-- START RECORD LIST --

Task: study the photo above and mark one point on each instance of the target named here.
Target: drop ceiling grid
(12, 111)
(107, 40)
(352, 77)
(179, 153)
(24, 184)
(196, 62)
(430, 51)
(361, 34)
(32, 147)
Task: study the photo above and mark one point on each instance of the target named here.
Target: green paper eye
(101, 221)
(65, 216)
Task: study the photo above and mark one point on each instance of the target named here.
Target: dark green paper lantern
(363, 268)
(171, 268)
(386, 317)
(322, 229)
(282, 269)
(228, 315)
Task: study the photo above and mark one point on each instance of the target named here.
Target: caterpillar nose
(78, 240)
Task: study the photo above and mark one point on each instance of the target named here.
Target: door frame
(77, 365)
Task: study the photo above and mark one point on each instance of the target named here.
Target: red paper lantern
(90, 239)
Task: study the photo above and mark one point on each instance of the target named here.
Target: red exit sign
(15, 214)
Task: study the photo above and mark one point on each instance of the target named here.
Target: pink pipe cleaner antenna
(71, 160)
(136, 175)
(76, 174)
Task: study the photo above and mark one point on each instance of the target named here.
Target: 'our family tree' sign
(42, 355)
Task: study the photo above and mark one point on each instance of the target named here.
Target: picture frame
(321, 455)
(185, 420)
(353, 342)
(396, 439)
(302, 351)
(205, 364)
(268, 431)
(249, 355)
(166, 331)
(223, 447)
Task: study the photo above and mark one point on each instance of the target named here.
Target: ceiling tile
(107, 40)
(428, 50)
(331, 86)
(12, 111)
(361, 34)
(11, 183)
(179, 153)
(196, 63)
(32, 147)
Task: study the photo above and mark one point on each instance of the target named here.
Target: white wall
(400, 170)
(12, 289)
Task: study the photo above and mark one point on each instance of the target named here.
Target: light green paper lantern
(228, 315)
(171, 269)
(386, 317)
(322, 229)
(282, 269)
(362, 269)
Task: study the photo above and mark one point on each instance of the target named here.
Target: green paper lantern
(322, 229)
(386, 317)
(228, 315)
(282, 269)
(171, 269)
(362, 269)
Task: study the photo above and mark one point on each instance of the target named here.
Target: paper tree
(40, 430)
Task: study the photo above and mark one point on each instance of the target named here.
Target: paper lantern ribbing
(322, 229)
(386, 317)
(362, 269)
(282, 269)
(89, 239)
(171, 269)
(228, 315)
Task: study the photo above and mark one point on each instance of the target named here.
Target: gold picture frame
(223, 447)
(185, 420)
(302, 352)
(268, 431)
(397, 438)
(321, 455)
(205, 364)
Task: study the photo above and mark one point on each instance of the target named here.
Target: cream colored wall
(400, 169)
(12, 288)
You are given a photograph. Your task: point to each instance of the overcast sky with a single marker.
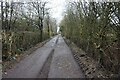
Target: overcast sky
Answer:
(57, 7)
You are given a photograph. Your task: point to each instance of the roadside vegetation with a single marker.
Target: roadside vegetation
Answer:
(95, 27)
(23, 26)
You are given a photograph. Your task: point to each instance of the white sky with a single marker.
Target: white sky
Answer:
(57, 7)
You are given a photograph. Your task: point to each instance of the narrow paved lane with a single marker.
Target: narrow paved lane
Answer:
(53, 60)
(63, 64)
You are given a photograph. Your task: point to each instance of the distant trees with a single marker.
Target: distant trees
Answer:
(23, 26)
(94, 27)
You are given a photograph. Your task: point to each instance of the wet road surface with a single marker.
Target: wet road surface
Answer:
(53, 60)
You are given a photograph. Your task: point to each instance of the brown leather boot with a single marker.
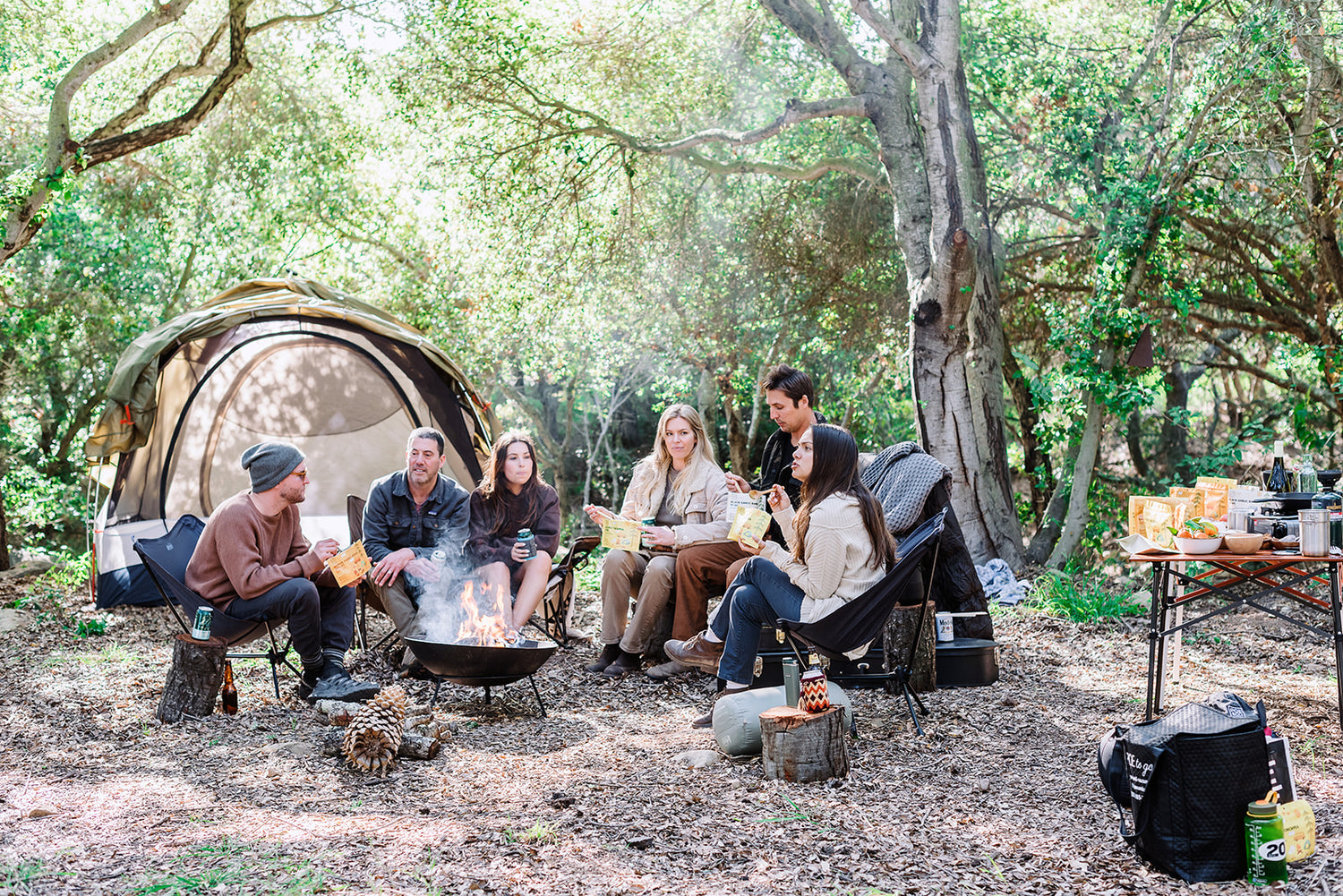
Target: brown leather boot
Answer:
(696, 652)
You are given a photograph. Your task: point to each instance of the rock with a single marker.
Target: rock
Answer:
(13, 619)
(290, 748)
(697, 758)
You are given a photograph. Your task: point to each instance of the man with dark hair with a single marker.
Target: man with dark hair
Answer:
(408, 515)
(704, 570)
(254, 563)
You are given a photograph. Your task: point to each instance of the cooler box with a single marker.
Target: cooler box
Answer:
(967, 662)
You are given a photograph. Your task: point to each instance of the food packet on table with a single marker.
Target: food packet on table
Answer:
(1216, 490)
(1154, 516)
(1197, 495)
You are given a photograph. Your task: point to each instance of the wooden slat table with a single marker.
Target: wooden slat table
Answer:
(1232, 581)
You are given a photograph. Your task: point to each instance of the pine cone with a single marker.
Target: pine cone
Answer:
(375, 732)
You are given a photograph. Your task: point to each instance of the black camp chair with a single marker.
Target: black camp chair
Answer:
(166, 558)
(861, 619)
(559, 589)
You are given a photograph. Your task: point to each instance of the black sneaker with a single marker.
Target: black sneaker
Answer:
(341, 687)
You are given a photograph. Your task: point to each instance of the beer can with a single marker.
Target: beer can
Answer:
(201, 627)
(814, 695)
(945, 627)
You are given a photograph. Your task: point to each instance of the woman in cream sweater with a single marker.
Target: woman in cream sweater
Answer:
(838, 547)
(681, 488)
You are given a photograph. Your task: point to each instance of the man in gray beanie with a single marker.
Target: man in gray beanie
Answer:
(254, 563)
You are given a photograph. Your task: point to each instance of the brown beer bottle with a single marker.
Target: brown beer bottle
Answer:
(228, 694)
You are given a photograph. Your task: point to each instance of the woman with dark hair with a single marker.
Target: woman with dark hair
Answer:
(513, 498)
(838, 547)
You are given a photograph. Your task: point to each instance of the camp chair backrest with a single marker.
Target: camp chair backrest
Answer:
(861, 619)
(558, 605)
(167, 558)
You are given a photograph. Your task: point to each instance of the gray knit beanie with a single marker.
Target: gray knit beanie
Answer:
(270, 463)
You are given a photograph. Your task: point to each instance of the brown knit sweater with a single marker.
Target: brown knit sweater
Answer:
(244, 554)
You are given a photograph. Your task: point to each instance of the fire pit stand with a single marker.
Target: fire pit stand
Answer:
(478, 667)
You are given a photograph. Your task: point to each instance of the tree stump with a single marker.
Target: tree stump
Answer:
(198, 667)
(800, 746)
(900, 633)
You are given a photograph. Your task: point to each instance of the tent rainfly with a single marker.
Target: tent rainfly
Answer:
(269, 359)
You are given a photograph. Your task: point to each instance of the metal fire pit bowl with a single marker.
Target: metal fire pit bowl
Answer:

-- END RECORD LIST --

PROBLEM TO SOLVE: Write every record out again exactly; no pictures belong in the copy.

RESULT:
Task: study the photo above and mark one point on each instance of the target named here.
Target: drop ceiling grid
(12, 111)
(107, 40)
(352, 77)
(179, 153)
(24, 184)
(196, 62)
(430, 51)
(361, 34)
(32, 147)
Task: study the photo above and mark one point on each instance of the target named here.
Target: green paper eye
(101, 221)
(65, 216)
Task: study the photo above and mark one point on each instance of the target named here.
Target: dark green paper lantern
(363, 268)
(171, 268)
(386, 317)
(322, 229)
(282, 269)
(228, 315)
Task: study the photo above and mark one point on each instance of the target named here.
Target: caterpillar nose
(78, 240)
Task: study the photo above and mark one point on each instance of the target named here.
Target: door frame
(77, 365)
Task: study the photo above and mark one point on each instance of the target named here.
Target: red paper lantern
(90, 239)
Task: study the photo above and mark one point on each instance of the target named here.
Target: red exit sign
(15, 214)
Task: study the photo above and mark one point on each instance of the target named here.
Target: pink pipe cleaner antenna
(71, 160)
(136, 175)
(76, 174)
Task: study the photo above and mark one point on each instance of the target named here.
Target: 'our family tree' sign
(42, 355)
Task: study the photo above and mark one point on each instance of the target named here.
Target: picture frame
(321, 455)
(185, 420)
(353, 342)
(396, 439)
(302, 351)
(205, 364)
(268, 431)
(249, 355)
(166, 331)
(223, 447)
Task: study the photo above and mark one point on each instance of the target named here.
Target: ceiling tile
(107, 40)
(428, 50)
(331, 86)
(12, 111)
(361, 34)
(11, 183)
(179, 153)
(196, 63)
(32, 147)
Task: study the photo above and mark one point on each instance of the target named here.
Target: white wall
(400, 170)
(12, 289)
Task: study the photo above and mark one point on each instance of the target named here.
Target: light green paper lantern
(228, 315)
(171, 269)
(386, 317)
(322, 229)
(282, 269)
(362, 269)
Task: study the photo above and mark one point on each instance of the target named here.
Target: green paper lantern
(322, 229)
(386, 317)
(228, 315)
(282, 269)
(171, 269)
(362, 269)
Task: study the photo above and mark one point on each instance of the target named here.
Target: paper tree
(40, 430)
Task: study the photo above and mark one point on each instance of the target named here.
Target: paper lantern ribbing
(322, 229)
(386, 317)
(362, 269)
(282, 269)
(89, 239)
(171, 269)
(228, 315)
Task: study the photo above and mark one point on each instance of the target named here.
Target: gold picture frame
(223, 447)
(185, 420)
(302, 352)
(268, 431)
(397, 438)
(321, 455)
(205, 364)
Task: study the photo above and mark one point on each instance of the target named here.
Target: cream colored wall
(400, 169)
(12, 288)
You are given a photograph. Your task: point to each instance of the overcast sky with a single marker.
Target: overcast sky
Answer:
(57, 7)
You are given a photograph. Your task: point to each instance of the roadside vegetation with a single marker.
Target: roadside vegetation
Answer:
(95, 27)
(23, 26)
You are given a photograph. Your task: point to each instance of the white sky with a single marker.
Target: white sky
Answer:
(57, 7)
You are given a photograph. Your task: point to each instance of the narrow paved lane with a single marker.
Target: narrow paved lane
Answer:
(53, 60)
(63, 64)
You are given a photograph. Your task: point to each instance of the distant trees with a single marker.
Target: distant trees
Answer:
(23, 26)
(94, 27)
You are given a photograph. Your task: point to each instance of the wet road surface with a single marker.
Target: wet road surface
Answer:
(53, 60)
You are given a photograph. Your task: point to each instance of the brown leather boot with a single marker.
Target: brown leather boot
Answer:
(696, 652)
You are given a photograph. Your task: point to each instance of the rock with a single marker.
Target: rock
Answer:
(13, 619)
(290, 748)
(697, 758)
You are given a photograph. Your task: point to each instance of the man with dark hair with a single marker.
Target: man with dark hair
Answer:
(408, 515)
(704, 570)
(254, 563)
You are given a photograph. Your task: point to each instance of the cooler box with a single marker.
Target: cooler box
Answer:
(967, 662)
You are given a photograph. Your task: point to each instance of the food packet on table with a single marker.
Target: food packet on table
Answer:
(1216, 490)
(1154, 516)
(1197, 495)
You are given a photograph. Your task: point to each instance of the wooden slat table with a single marker.
Target: wooden slat table
Answer:
(1232, 581)
You are given a photograph. Your task: point to each instance of the pine cone with a single marker.
Target: pine cone
Answer:
(375, 732)
You are given a photograph. Your task: point to each instance of the black camp chair with a single marker.
Target: black camp chair
Answer:
(166, 558)
(861, 619)
(559, 589)
You are given a photograph. Your task: point to each instance of the black sneaker with a single marker.
Target: black sneaker
Answer:
(341, 687)
You are given a photograph. Your task: point to each instance of the beer can with a single marker.
Target: beer can
Answer:
(201, 627)
(814, 695)
(945, 627)
You are given a photograph. Your task: point to each instance of the woman in cream sweater with a single marker.
Target: woman in cream sweater
Answer:
(838, 547)
(681, 488)
You are given a photograph. Your task: point to each instance of the man in gray beanie with a single marker.
Target: man in gray beanie
Answer:
(254, 563)
You are given a photograph. Your task: point to each instance of the brown beer bottle with a single marker.
Target: brown beer bottle
Answer:
(228, 694)
You are given a photograph. Your task: point to each instance of the woman with dark hair with a single marker.
Target: woman with dark hair
Answer:
(513, 498)
(838, 547)
You are given a photograph. Your task: point to each instance of the camp chair backrest with a single marker.
Target: camp chair backrest
Answer:
(861, 619)
(558, 605)
(167, 558)
You are given a photograph. Your task: point to each instance of the gray knit beanie with a single marker.
Target: gray knit beanie
Answer:
(270, 463)
You are given a photograph. Your task: point to each instance of the brown knit sweater with a single marker.
Target: brown knit sweater
Answer:
(244, 554)
You are given a photograph. Your task: point to each instance of the fire pit stand with a single marker.
Target: fire pit stand
Answer:
(478, 667)
You are given a photograph. Your task: point to each instance of the tree stump with a single marker.
Target: tree stump
Answer:
(198, 667)
(800, 746)
(900, 633)
You are given a photograph. Your task: point to each instance of the tent rainfly with a single marker.
Target: tent rainfly
Answer:
(269, 359)
You are given a photograph. Your task: point to each instance of the metal fire pit bowl with a single marker.
Target: metal fire pit bowl
Answer:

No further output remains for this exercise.